TASK GOAL — Shift every coordinate in the answers up by 69 and write out the items again, requests included, from the line containing "Where can you spot the harbor" through the line containing "(1039, 157)". Leave the pictures out of your answer.

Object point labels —
☆ ☆ ☆ ☆ ☆ ☆ ☆

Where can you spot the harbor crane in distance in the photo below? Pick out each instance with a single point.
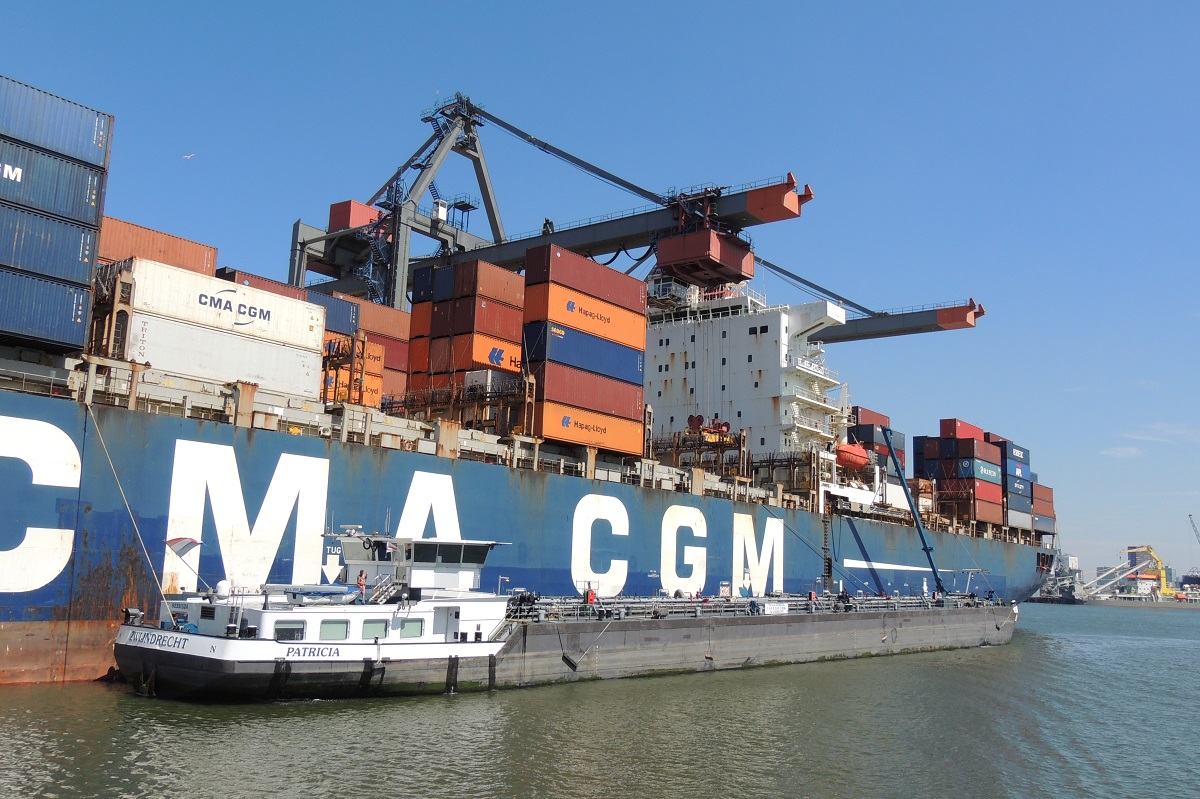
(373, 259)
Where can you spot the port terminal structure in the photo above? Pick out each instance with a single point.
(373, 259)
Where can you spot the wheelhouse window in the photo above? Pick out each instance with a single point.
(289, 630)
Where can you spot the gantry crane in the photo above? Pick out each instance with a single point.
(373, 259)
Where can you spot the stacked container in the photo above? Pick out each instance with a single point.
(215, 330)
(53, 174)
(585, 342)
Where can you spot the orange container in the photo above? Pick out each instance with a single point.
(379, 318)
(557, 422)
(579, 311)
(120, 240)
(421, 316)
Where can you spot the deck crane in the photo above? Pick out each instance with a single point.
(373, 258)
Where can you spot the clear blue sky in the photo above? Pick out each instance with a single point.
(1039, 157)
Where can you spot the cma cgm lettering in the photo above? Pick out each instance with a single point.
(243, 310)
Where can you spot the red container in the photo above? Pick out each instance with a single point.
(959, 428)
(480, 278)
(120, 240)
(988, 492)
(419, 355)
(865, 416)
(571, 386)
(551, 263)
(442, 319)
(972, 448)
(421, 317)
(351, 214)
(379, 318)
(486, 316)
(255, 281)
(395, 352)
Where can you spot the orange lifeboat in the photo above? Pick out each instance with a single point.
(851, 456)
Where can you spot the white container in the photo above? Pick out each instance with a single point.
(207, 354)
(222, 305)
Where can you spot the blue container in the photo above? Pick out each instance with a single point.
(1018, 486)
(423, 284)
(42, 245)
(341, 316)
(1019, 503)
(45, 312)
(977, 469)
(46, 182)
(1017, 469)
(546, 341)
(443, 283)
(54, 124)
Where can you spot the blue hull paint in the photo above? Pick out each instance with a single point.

☆ ☆ ☆ ☆ ☆ ☆ ☆

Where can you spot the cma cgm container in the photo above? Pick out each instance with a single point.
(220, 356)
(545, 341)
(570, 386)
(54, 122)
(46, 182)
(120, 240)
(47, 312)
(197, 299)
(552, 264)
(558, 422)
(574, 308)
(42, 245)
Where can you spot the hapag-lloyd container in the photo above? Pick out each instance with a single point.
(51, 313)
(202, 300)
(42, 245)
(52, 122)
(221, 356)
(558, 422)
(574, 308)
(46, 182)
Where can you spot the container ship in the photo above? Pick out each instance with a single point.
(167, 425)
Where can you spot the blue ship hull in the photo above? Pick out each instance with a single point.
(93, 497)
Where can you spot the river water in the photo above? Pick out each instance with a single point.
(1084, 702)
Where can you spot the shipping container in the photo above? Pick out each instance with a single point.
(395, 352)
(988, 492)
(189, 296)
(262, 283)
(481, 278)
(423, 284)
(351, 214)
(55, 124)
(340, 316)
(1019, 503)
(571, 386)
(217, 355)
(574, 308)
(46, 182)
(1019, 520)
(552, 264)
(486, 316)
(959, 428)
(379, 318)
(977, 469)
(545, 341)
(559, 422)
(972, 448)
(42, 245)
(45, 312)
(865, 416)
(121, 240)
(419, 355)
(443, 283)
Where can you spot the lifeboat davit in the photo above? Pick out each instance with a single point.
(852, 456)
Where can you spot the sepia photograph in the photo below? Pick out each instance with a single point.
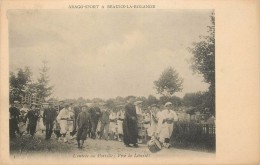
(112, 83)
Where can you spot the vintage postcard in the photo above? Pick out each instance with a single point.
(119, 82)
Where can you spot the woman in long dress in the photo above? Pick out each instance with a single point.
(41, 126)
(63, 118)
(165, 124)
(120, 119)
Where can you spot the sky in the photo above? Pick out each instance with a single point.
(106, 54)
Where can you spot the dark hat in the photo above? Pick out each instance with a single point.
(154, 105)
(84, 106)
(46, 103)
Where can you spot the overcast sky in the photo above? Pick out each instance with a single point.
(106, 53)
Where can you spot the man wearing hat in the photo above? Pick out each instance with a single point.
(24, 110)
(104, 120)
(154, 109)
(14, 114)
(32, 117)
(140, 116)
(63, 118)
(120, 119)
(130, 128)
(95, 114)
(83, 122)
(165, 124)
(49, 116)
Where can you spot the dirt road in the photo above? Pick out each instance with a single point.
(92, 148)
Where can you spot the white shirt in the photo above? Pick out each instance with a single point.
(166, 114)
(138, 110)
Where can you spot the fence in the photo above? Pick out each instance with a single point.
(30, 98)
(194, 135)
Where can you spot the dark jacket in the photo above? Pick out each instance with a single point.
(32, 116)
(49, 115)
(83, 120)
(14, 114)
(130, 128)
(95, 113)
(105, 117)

☆ ☆ ☆ ☆ ☆ ☆ ☆

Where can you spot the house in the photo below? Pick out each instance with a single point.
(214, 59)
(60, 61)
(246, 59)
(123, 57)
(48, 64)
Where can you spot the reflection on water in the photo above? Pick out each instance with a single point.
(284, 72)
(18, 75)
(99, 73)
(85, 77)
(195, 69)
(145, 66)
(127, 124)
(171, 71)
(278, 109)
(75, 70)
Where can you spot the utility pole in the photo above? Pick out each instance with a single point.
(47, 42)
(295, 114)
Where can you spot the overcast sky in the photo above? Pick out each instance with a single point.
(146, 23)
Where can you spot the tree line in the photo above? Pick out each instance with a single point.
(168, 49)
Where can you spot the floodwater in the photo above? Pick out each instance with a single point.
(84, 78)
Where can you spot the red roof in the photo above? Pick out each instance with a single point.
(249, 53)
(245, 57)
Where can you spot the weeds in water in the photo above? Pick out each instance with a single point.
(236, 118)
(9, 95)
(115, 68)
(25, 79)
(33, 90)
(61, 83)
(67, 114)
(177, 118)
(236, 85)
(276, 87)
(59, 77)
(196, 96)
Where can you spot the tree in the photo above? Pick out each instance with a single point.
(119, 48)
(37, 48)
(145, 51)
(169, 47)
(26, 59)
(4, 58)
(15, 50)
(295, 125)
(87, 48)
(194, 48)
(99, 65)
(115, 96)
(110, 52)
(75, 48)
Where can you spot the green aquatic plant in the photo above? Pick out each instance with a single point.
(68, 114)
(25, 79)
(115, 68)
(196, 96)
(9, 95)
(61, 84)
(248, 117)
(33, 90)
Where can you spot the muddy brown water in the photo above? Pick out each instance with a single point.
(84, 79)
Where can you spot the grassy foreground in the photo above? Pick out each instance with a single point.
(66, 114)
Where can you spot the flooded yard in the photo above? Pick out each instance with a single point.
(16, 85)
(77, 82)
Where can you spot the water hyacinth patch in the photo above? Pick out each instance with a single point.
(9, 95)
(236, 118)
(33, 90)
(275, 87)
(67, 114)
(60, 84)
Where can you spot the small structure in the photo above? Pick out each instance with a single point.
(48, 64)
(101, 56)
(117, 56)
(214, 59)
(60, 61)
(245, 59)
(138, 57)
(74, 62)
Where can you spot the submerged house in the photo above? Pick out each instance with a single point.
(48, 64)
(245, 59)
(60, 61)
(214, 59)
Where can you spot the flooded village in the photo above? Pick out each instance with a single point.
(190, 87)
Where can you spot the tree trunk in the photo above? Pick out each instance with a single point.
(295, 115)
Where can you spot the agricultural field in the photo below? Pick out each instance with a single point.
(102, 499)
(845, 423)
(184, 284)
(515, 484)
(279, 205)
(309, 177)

☆ ☆ ☆ ☆ ☆ ☆ ☆

FULL ANSWER —
Where can you spot the harbor crane in distance in the photo below? Pick out each instance with a single point.
(442, 328)
Where can you spot the port terminal structure in the photo above? Pick out each instance with a single point.
(442, 328)
Where can you spot the wheelhouse window in the photo above? Pick out each instance with a single point.
(358, 699)
Where can you spot the gantry crane in the photo above? Pick out each instance with a single point.
(442, 328)
Where can you spot the stacked container in the photo above? Pick out each instance with a single point.
(284, 399)
(122, 243)
(654, 411)
Where can you spot the orange container in the photo above? Pick out each instance with a single point.
(448, 387)
(626, 491)
(648, 380)
(189, 309)
(490, 385)
Where can you spot the deck crane in the photo above? Pick out each instance with a single point.
(442, 327)
Where can you spot the clear blue sky in the photo above? Pick out each instance with a single point.
(1108, 226)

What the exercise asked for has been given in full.